### TEXT SECTION:
+===+

# Life Difficulties



## Animediniol (Sep 26, 2017)

Those who are under the impression that life is a bed of roses are disillusioned soon and become victims of depression and frustration. One who faces difficulties with courage and accepts success without letting it go to their head is the one who experiences real happiness, contentment, and peace in life.

Those who think that good times last forever easily succumb to pressure during difficulties. How about you? What challenges are you having right now?


----------



## Finnegan (Sep 7, 2007)

Thanks for caring. I'm a little constipated and I wish I could stop peeing on my shoes. I'm going to drink some whisky (courage) to overcome those difficulties, but previous life experience has taught that it'll definitely go to my head. My girlfriend (Catherine Zeta-Jones) keeps playing hard to get by trying to make me to succumb to the pressure of a restraining order, but as long as the whisky lasts and the cops don't find me, I'll be happy and peaceful. So that's 2 out of 3. I'll be content when Cat stops playing hard to get.


----------



## wyogoob (Sep 7, 2007)

Animediniol said:


> ...........................................................

+===+

### PROVIDED MATERIAL:

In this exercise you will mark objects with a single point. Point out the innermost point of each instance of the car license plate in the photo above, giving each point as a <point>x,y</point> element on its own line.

+===+

### WHAT YOU SHOULD DO:
Reproduce the passage of the forum thread that begins at the words "## Finnegan (Sep" and stops after "hard to get.". Rely only on the forum thread, not the material.

### EXERCISE RESULT:
## Finnegan (Sep 7, 2007)

Thanks for caring. I'm a little constipated and I wish I could stop peeing on my shoes. I'm going to drink some whisky (courage) to overcome those difficulties, but previous life experience has taught that it'll definitely go to my head. My girlfriend (Catherine Zeta-Jones) keeps playing hard to get by trying to make me to succumb to the pressure of a restraining order, but as long as the whisky lasts and the cops don't find me, I'll be happy and peaceful. So that's 2 out of 3. I'll be content when Cat stops playing hard to get.